Render as a Markdown table the lines from the start of the rows through the line containing "746], [913, 671]]", both included. Give each line its number in a column headed No. and its text in a column headed Line, leaving out blank lines.
## begin Provided entries
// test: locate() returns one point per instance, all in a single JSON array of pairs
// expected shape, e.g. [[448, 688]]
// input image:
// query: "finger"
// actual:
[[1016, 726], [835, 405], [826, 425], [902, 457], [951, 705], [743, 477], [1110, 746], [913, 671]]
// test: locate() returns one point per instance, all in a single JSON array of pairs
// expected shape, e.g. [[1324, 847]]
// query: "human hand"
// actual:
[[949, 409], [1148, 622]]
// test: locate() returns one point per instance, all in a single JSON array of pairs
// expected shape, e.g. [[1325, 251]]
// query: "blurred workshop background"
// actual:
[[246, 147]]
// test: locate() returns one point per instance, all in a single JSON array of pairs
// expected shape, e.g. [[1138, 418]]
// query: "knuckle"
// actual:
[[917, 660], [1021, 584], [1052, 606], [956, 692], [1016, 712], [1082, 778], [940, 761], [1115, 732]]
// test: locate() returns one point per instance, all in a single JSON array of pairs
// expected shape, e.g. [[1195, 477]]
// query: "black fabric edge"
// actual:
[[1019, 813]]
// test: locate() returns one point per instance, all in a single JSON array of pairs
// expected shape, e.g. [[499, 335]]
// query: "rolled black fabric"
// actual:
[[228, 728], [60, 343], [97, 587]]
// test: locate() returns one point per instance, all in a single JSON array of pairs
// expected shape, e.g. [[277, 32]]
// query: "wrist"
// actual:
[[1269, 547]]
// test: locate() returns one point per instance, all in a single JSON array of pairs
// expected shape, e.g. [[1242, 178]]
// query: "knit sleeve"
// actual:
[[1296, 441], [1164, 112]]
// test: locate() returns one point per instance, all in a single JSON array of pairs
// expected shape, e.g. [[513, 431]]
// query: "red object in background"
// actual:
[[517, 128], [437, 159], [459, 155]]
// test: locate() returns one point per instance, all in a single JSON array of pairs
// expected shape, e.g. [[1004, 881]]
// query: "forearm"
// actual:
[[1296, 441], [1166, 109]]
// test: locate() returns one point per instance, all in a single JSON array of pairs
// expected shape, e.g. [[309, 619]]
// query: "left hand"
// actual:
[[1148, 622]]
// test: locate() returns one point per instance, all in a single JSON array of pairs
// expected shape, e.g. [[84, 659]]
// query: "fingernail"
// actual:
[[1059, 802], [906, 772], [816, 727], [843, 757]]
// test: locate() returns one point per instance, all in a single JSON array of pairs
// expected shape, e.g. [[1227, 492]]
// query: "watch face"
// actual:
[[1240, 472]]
## end Provided entries
§ **Answer to the task**:
| No. | Line |
|---|---|
| 1 | // test: locate() returns one point per instance, all in a single JSON array of pairs |
| 2 | // expected shape, e.g. [[448, 688]] |
| 3 | // input image: |
| 4 | // query: "finger" |
| 5 | // actual: |
| 6 | [[1016, 726], [835, 405], [826, 425], [902, 457], [951, 705], [743, 477], [1110, 746], [913, 671]] |